**Texte source:**
____

Le jour même qu’il fit le dessein de cette églogue, craignant que ce nom d’Arthenice, s’il servoit pour deux personnes, ne fît de la confusion dans cette pièce, il passa toute l’après-dînée avec Racan à retourner ce nom-là. Ils ne trouvèrent que Arthénice, Eracinthe et Carinthée. Le premier fut jugé le plus beau ; mais Racan s’en étant servi dans la pastorale qu’il fit peu de temps après, Malherbe laissa les deux autres et prit Rodanthe.

____

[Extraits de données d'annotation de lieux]
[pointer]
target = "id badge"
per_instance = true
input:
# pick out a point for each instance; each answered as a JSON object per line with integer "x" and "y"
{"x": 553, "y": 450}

____

**Énoncé du problème:** Reprenez le récit consacré à Malherbe, à Racan et au nom d'Arthenice, et poursuivez-le à la suite de sa dernière phrase.

**Résultat obtenu:**
Madame de Rambouillet dit qu’elle n’a jamais ouï parler de Rodanthe[2], mais qu’un jour Malherbe lui dit : « Ah ! madame, si vous étiez femme à faire faire des vers, j’ai trouvé le plus beau nom du monde en tournant le vôtre. » Elle ajoute que quelque temps après il lui dit qu’il étoit fort en colère contre Racan,

  1. Racan a aimé madame de Moret, sa parente, car on voit dans ses vers qu’il parle de cet œil qu’elle perdit ou qu’elle feignit d’avoir perdu. Voyez l’Historiette de madame de Moret. (T.)
  2. On lit dans les Œuvres de Malherbe une chanson adressée à la marquise de Rambouillet, sous le nom de Rodanthe, pag. 234 de l’édition déjà citée.